**PROBLEM DETAILS**
Copy out every row below with "on one line" swapped for "on a single line", keeping everything else the same.

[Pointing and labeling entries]
>>>>

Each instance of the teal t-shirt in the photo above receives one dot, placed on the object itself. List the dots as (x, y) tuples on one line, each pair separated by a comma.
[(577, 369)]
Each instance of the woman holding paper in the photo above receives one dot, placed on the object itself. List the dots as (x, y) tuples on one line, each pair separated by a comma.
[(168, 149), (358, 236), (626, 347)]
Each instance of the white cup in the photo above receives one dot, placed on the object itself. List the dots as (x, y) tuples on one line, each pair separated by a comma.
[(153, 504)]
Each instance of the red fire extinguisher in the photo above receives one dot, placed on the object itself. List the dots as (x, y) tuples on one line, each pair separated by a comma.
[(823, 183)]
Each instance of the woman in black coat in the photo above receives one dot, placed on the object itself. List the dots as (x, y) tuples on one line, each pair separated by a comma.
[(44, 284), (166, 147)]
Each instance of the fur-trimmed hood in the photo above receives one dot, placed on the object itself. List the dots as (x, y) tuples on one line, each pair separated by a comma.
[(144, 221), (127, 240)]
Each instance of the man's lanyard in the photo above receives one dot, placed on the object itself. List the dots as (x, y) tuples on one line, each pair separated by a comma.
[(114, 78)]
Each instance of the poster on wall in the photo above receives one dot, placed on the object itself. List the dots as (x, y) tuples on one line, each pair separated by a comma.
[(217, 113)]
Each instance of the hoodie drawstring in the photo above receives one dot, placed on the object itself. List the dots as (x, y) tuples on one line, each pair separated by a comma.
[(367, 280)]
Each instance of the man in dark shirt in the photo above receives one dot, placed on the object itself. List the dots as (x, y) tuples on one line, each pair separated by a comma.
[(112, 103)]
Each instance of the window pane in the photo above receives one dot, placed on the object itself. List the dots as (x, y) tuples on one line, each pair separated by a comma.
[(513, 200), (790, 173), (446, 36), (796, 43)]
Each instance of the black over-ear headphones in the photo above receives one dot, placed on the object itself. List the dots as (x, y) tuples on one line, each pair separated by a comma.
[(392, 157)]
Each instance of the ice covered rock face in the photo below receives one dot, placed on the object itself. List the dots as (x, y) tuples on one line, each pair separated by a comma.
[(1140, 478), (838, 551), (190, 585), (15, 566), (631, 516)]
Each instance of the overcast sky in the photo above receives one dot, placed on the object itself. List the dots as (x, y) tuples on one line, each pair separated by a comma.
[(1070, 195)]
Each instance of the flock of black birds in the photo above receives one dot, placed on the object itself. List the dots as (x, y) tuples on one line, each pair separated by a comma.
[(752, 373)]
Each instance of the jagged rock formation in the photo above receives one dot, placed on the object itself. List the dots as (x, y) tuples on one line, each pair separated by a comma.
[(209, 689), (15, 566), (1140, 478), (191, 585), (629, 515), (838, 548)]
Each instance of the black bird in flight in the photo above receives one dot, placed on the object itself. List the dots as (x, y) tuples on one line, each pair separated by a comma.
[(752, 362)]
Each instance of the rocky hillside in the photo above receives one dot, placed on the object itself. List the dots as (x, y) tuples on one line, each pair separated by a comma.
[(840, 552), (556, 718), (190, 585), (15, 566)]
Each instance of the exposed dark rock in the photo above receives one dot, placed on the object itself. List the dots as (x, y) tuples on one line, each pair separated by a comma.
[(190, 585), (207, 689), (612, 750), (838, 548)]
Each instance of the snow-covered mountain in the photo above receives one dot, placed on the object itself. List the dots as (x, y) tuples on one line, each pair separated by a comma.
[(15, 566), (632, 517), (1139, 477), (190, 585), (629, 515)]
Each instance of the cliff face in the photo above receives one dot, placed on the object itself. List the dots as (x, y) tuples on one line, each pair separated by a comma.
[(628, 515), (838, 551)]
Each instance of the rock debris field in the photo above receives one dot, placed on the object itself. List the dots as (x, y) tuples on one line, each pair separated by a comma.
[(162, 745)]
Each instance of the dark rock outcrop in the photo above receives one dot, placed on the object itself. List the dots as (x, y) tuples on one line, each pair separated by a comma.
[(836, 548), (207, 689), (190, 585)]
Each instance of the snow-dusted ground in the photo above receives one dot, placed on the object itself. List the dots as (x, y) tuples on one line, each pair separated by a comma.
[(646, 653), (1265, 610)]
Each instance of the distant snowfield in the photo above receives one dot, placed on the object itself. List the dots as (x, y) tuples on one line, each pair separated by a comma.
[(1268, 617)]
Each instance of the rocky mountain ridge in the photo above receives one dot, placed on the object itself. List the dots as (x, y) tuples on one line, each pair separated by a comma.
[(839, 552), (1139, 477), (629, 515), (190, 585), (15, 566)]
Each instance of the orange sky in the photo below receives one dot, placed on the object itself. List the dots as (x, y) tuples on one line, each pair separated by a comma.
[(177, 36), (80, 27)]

<<<<

**COMPLETE ANSWER**
Each instance of the teal t-shirt in the photo above receives one dot, placed on the object itself. List the dots as (x, y) tuples on a single line, each pair separated by a comma.
[(577, 369)]
Each instance of the woman holding paper in the photo above receives one dot, placed on the object itself. List the dots as (x, y) tuples on a single line, each pair separated by a comma.
[(168, 149), (358, 236), (626, 347)]
Each instance of the white cup in the photo above receives one dot, placed on the object itself. List the dots as (x, y) tuples on a single line, each pair separated by a comma.
[(153, 504)]
Each instance of the red fire extinguisher in the photo above receives one dot, placed on the object itself. List the dots as (x, y) tuples on a single line, each pair separated by a comma.
[(823, 183)]
Each instance of the woman in black coat in the photo above receives one dot, placed on the object itself. List the dots as (x, y) tuples on a single line, each pair separated by a comma.
[(44, 284), (166, 147)]
Each instance of the fur-trimmed hood in the photo above receives one dot, placed on the object itself. List the dots as (x, y) tuples on a single line, each pair separated by a comma.
[(144, 221), (127, 240)]
Each instance of the man's lanyard in the photo above receives one dot, placed on the object itself. List the dots as (x, y) tuples on a single line, each pair separated by a comma.
[(114, 78)]
Each instance of the poster on wall in the photo above receives one dot, placed on the object itself. List the dots as (x, y) tuples on a single line, each pair separated by a comma.
[(217, 113)]
Each instance of the hoodie drawstring in the photo above receives one dot, placed on the object itself. List the dots as (x, y) tuples on a single line, each pair separated by a comma.
[(367, 280)]
Each instance of the man in dark shirt in the photo above receives one dot, placed on the object itself. List the dots as (x, y) tuples on a single line, each pair separated by a comma.
[(112, 103)]
Each instance of the window pane in the photo above receives one dot, placed on the object itself. List the dots as (x, y) tuples on a single line, each pair separated by a comma.
[(513, 200), (790, 173), (446, 36), (796, 43)]
Each instance of the black over-ear headphones in the photo above receives one dot, placed on the object itself. List the dots as (x, y) tuples on a single line, each pair separated by a comma.
[(392, 157)]
Each instance of the ice covered rock face in the photo below receives one dot, placed on the object itself. List the dots as (x, y) tuples on a single line, each pair separated by a comma.
[(1140, 478), (838, 551), (190, 585), (15, 566), (631, 516)]
Each instance of the overcast sky in the photo above receives one dot, placed on the object itself. List the dots as (x, y) tuples on a single line, each pair separated by a comma.
[(1070, 195)]
Each instance of the flock of black birds in the photo above receives one dot, placed on the object itself. List the dots as (x, y) tuples on a single line, each pair separated by a comma.
[(752, 373)]
Each instance of the jagged rock formation in the photo above receives one dot, placed on the object itself. List the dots as (x, y) tuples on a single line, each pair separated by a comma.
[(209, 689), (15, 566), (1140, 478), (191, 585), (629, 515), (838, 548)]
Each instance of the black bird in flight in the photo above receives one dot, placed on the object itself. List the dots as (x, y) tuples on a single line, each pair separated by a comma.
[(752, 362)]
Each instance of the rocky hillside in the photo above receives one dot, placed on the object itself. List the dots as (x, y) tuples on a single line, each pair separated by a comma.
[(840, 552), (556, 718), (190, 585), (15, 566)]
Each instance of the exposed dark rock in the photo above receives one dot, placed on the object itself. List the dots as (x, y) tuples on a single line, each pair separated by a comma.
[(190, 585), (207, 689), (612, 750), (838, 548)]
Each instance of the snow-covered mountain in the photo above receives one dot, placed on the object itself. List the dots as (x, y) tuples on a single line, each pair separated by a comma.
[(15, 566), (632, 517), (1139, 477), (190, 585), (629, 515)]
Each instance of the cliff face in the photo above receives one dot, placed on the object itself. List the dots as (x, y) tuples on a single line, each pair separated by a comma.
[(628, 515), (838, 551)]
Each instance of the rock debris field in the photo above receives one dot, placed on the object itself. List the dots as (x, y) tuples on a single line, each pair separated by a comma.
[(162, 745)]
Each instance of the dark rock outcrop in the photo above receives one dot, placed on the object itself. List the dots as (x, y) tuples on a single line, each pair separated by a comma.
[(836, 548), (207, 689), (190, 585)]
Each instance of the snow-dusted ground in the photo above receives one dot, placed on the object itself. List the dots as (x, y) tuples on a single line, each pair separated by a comma.
[(646, 653), (1265, 610)]
Each instance of the distant snowfield in the photo above receives one dot, placed on the object itself. List the dots as (x, y) tuples on a single line, each pair separated by a comma.
[(1268, 617)]
Each instance of the rocky mountain ridge in the photo above receives one dot, placed on the object itself. List the dots as (x, y) tuples on a single line, each pair separated by a comma.
[(839, 552), (1139, 477), (629, 515), (190, 585), (15, 566)]
Each instance of the orange sky in the photo below receives one dot, placed on the object itself. List the dots as (x, y) tuples on a single line, each pair separated by a comma.
[(177, 36), (80, 27)]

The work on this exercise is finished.